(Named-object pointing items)
╔══

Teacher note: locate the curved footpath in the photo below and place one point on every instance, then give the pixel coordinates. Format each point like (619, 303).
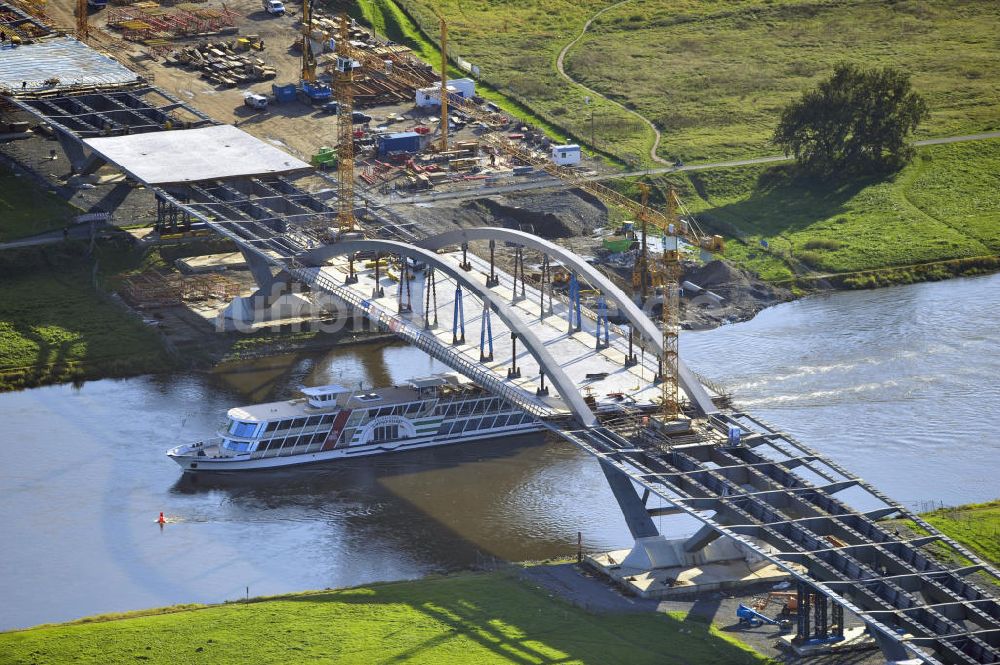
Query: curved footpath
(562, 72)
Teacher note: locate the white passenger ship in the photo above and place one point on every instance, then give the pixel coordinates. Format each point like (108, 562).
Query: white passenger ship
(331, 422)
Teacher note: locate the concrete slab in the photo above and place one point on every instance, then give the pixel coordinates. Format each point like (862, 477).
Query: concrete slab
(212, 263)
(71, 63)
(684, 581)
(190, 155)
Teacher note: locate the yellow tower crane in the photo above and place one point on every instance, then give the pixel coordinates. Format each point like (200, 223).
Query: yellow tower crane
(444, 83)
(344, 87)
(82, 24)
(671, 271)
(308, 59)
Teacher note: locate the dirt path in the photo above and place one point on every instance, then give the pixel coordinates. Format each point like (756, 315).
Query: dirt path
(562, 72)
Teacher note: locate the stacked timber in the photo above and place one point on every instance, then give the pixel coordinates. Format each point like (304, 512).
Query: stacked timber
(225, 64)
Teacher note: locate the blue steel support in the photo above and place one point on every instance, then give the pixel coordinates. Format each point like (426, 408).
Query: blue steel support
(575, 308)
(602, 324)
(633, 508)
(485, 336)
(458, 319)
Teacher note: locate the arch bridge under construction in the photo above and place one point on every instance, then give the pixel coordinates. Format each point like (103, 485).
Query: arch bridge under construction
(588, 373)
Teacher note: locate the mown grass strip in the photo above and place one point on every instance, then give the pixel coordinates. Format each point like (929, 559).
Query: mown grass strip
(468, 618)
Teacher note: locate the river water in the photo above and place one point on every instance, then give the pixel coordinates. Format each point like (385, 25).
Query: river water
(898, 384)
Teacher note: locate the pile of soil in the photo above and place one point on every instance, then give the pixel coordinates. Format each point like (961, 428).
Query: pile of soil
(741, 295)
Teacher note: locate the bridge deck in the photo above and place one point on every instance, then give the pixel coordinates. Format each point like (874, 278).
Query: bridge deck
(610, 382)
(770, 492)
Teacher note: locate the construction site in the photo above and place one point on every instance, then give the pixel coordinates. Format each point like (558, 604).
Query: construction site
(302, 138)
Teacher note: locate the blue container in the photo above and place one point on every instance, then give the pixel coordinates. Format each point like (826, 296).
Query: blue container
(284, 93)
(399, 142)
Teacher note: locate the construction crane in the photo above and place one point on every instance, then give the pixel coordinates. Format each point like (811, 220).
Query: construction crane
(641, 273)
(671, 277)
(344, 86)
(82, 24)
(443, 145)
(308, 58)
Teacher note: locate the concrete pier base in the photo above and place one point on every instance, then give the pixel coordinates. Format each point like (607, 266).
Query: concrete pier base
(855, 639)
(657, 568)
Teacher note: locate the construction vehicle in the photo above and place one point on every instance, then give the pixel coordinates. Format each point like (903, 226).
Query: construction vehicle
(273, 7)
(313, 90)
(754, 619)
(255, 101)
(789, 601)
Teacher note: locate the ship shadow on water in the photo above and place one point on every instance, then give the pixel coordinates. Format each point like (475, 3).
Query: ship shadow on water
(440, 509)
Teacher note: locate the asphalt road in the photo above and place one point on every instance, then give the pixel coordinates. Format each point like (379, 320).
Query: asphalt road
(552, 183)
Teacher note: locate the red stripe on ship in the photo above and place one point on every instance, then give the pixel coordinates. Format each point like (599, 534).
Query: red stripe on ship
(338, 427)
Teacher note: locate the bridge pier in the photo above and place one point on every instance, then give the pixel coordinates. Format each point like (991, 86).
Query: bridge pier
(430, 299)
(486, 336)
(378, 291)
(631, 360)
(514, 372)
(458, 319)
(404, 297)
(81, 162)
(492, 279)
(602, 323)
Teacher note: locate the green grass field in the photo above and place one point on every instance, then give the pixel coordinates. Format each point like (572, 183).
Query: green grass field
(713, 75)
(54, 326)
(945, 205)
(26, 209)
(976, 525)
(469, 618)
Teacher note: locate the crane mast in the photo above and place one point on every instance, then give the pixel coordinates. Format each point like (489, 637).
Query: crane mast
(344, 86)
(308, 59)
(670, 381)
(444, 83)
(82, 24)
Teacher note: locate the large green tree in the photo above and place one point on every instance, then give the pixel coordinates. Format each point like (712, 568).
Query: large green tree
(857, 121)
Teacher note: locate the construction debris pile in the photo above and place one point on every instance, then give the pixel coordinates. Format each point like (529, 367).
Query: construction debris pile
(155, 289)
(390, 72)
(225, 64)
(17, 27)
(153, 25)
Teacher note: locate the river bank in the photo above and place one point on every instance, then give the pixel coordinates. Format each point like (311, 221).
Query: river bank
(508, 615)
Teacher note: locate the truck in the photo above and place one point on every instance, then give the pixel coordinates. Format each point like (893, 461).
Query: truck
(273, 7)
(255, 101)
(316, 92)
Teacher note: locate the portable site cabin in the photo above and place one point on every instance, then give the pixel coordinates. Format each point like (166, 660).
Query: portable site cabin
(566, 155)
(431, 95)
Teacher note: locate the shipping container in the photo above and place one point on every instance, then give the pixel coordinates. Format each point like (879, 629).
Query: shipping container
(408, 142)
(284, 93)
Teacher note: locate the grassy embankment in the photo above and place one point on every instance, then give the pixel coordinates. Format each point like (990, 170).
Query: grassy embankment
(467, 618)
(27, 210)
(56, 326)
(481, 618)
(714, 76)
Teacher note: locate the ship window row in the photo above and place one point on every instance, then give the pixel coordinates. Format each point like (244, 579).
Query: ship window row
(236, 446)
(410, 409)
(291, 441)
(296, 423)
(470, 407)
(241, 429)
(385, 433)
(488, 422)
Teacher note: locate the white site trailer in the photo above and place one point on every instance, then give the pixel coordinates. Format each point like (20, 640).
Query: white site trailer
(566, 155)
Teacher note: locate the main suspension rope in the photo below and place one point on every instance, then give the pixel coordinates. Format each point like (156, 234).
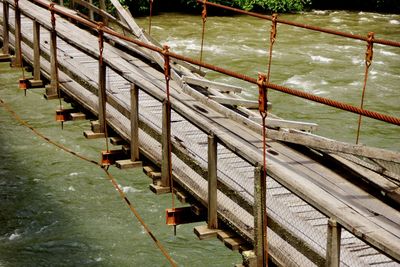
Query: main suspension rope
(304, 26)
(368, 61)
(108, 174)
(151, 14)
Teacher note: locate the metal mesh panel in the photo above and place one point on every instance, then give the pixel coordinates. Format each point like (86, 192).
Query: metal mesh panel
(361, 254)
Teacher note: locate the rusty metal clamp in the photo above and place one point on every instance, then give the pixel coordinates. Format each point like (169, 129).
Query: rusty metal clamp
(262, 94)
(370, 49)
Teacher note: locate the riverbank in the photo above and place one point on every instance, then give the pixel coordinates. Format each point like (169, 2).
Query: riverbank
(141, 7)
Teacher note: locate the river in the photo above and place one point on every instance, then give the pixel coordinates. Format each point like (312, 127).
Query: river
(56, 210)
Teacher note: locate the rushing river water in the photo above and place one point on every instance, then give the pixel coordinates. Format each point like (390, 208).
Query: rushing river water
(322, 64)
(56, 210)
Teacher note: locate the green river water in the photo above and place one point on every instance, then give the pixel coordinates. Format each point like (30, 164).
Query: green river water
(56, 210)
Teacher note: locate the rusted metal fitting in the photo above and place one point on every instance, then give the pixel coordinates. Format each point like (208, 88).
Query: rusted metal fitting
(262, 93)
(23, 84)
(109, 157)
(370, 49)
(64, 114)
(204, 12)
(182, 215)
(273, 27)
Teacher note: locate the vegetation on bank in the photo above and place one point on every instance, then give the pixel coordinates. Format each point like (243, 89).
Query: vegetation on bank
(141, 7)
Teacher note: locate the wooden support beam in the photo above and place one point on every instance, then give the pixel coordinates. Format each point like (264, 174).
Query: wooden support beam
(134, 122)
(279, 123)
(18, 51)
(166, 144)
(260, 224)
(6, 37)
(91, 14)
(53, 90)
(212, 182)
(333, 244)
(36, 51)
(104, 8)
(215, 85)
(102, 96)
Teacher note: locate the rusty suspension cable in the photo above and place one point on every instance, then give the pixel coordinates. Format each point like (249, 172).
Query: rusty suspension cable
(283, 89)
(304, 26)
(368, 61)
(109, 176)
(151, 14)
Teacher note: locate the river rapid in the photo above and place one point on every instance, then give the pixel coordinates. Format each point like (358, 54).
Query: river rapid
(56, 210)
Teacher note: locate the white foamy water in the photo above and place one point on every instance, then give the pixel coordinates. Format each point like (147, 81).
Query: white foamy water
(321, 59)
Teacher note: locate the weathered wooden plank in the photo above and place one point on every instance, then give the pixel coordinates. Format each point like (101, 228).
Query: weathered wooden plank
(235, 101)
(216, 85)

╚══

• GIVEN INSTRUCTION: Convert the lines above into a numbered list, starting at the line that contains "Teacher note: locate the rusty suspension" and continuing through the last line of the items. Omit any blank lines.

• TASK OUTPUT:
1. Teacher note: locate the rusty suspension cable in the photo above and place one point on every instance, then give the pixel coordinates. Format each point like (249, 172).
2. Query: rusty suspension cable
3. (283, 89)
4. (304, 26)
5. (368, 61)
6. (109, 176)
7. (151, 14)
8. Teacher note: locate the river rapid in the photo above and place one point on every instance, then give the pixel coordinates. Format each point like (358, 54).
9. Query: river rapid
10. (56, 210)
11. Teacher note: locate the white foamy water in the photo above and place one point on every instance, then give the pixel coordinates. Format each point like (147, 81).
12. Query: white foamy water
13. (321, 59)
14. Teacher note: locate the weathered wooden plank in the photo above and place one point on every instance, then give the pixel coordinates. Format each point like (101, 228).
15. Query: weathered wooden plank
16. (235, 101)
17. (216, 85)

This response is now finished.